READING TEXT below:
Spectral Clustering Example.

The image loaded here is a cropped portion of the ``MERCATOR_LC80210392016114LGN00_B10.TIF`` LANDSAT image included as a public [datashader example](http://datashader.org/topics/landsat.html).

In addition to `dask-ml`, we'll use `rasterio` to read the data and `matplotlib` to plot the figures.
I'm just working on my laptop, so we could use either the threaded or distributed scheduler. I'll use the distributed scheduler for the diagnostics.

In [None]:
import rasterio
import numpy as np
import xarray as xr
import holoviews as hv
from holoviews.operation.datashader import regrid
import dask.array as da
from dask_ml.cluster import SpectralClustering
from dask.distributed import Client
hv.extension('bokeh')

In [None]:
client = Client(processes=False)
client

In [None]:
import intake
cat = intake.open_catalog('../catalog.yml')
list(cat)

In [None]:
l5_img = cat.l5.read_chunked()
l5_img

In [None]:
bands = l5_img
bands.coords['band'] = [1, 2, 3, 4, 5, 6]
bands = bands[:, 2500:5000, 2000:4500]
bands.data[bands.data==-9999.0] = 0.0
bands.fillna(0.0)
bands = bands.astype(float)
bands = (bands - bands.mean()) / bands.std()
bands

In [None]:
%%opts Image [invert_yaxis=True width=250 height=250 tools=['hover']] (cmap='viridis')
hv.Layout([regrid(hv.Image(band, kdims=['x', 'y'])) for band in bands[:3]])

In [None]:
%%opts Image [invert_yaxis=True width=250 height=250 tools=['hover']] (cmap='viridis')
hv.Layout([regrid(hv.Image(band, kdims=['x', 'y'])) for band in bands[3:]])

In [None]:
flat_input = bands.stack(z=('y', 'x'))
flat_input

In [None]:
flat_input.shape

We'll reshape the image to be how dask-ml / scikit-learn expect it: `(n_samples, n_features)` where n_features is 1 in this case. Then we'll persist that in memory. We still have a small dataset at this point. The large dataset, which dask helps us manage, is the intermediate `n_samples x n_samples` array that spectral clustering operates on. For our 2,500 x 2,500 pixel subset, that's ~50

In [None]:
X = flat_input.values.astype('float').T
X.shape

In [None]:
X = da.from_array(X, chunks=100_000)
X = client.persist(X)

And we'll fit the estimator.

In [None]:
clf = SpectralClustering(n_clusters=4, random_state=0,
                         gamma=None,
                         kmeans_params={'init_max_iter': 5},
                         persist_embedding=True)

In [None]:
%time clf.fit(X)

In [None]:
labels = clf.assign_labels_.labels_.compute()
labels.shape

In [None]:
labels = labels.reshape(bands[0].shape)

In [None]:
%%opts Image [invert_yaxis=True width=250 height=250 tools=['hover']] (cmap='viridis')
hv.Layout([regrid(hv.Image(band, kdims=['x', 'y'])) for band in bands])

In [None]:
%%opts Image [invert_yaxis=True width=250 height=250 tools=['hover']] (cmap='viridis')
hv.Layout([regrid(hv.Image(band, kdims=['x', 'y'])) for band in bands[3:]])

In [None]:
%%opts Image [invert_yaxis=True width=250 height=250 tools=['hover']] (cmap='viridis')
hv.Image(labels)
End of READING TEXT.
Repeat the part of the spectral clustering example between "I'm just working" and "hv.extension('bokeh')", inclusive, keeping every character the same.
DATA SUPPLIED below:
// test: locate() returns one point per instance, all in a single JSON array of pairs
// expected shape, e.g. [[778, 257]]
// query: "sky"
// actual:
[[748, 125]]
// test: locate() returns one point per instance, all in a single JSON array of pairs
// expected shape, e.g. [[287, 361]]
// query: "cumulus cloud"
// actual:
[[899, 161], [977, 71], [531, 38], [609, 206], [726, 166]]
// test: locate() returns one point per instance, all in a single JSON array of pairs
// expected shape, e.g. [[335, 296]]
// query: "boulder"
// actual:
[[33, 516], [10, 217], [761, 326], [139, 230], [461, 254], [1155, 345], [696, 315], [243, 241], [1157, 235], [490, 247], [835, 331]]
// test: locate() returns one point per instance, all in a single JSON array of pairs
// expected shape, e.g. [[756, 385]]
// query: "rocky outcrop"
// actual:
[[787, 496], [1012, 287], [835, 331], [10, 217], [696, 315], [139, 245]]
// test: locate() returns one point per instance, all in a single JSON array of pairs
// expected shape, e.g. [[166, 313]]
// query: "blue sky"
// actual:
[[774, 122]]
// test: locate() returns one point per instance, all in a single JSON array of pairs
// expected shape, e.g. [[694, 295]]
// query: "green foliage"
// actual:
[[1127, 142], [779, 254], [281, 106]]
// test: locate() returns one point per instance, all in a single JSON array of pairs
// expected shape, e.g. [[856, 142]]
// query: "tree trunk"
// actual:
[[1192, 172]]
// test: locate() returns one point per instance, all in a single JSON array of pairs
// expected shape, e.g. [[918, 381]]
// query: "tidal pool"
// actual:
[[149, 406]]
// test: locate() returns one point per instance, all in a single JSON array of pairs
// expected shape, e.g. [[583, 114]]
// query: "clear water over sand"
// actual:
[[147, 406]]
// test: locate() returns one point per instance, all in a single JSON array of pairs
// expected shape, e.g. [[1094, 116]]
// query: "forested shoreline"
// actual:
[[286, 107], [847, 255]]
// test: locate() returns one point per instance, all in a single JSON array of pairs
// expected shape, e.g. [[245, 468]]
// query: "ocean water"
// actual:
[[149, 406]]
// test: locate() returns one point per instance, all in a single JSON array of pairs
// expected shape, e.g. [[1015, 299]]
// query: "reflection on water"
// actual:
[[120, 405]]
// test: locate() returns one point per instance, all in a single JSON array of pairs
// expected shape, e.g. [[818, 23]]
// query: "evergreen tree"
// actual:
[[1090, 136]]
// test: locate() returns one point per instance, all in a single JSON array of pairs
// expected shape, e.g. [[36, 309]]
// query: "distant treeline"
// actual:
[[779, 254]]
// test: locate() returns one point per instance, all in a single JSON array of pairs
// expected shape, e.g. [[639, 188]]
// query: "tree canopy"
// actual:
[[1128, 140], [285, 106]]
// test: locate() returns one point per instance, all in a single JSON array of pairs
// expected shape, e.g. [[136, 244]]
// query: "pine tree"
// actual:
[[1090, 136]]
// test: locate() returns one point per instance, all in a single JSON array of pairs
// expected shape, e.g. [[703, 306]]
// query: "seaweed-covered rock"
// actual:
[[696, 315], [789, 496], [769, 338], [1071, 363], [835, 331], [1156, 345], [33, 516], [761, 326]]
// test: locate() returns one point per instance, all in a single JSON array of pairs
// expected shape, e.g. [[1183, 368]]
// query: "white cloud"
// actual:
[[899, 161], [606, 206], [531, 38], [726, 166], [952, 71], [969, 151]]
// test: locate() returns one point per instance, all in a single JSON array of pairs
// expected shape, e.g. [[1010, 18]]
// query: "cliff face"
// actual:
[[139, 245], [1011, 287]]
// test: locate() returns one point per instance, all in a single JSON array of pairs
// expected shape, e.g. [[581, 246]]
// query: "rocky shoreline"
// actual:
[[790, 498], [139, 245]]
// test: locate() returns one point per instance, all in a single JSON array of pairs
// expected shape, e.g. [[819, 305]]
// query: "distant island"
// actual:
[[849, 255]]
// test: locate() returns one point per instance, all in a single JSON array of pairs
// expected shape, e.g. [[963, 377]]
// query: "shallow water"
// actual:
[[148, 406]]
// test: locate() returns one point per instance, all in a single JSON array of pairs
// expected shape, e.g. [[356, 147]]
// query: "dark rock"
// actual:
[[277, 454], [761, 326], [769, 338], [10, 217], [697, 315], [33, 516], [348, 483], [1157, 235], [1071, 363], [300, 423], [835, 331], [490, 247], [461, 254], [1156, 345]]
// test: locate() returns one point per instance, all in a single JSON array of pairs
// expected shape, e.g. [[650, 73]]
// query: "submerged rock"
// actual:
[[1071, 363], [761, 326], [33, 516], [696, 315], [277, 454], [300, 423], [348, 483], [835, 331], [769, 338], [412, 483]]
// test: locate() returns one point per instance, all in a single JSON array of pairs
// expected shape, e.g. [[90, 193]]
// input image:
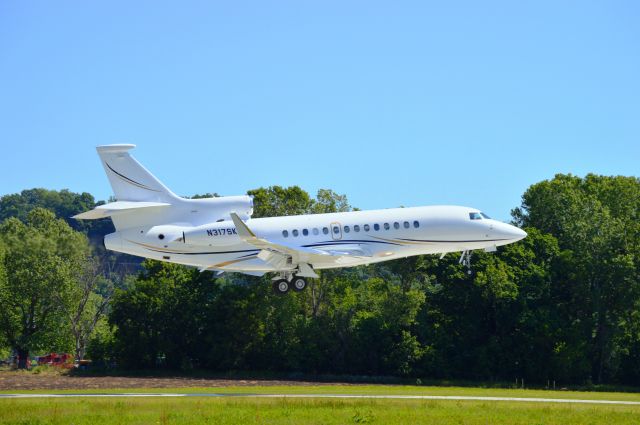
End of DATA SUPPLIED.
* [SOLUTION]:
I'm just working on my laptop, so we could use either the threaded or distributed scheduler. I'll use the distributed scheduler for the diagnostics.

In [None]:
import rasterio
import numpy as np
import xarray as xr
import holoviews as hv
from holoviews.operation.datashader import regrid
import dask.array as da
from dask_ml.cluster import SpectralClustering
from dask.distributed import Client
hv.extension('bokeh')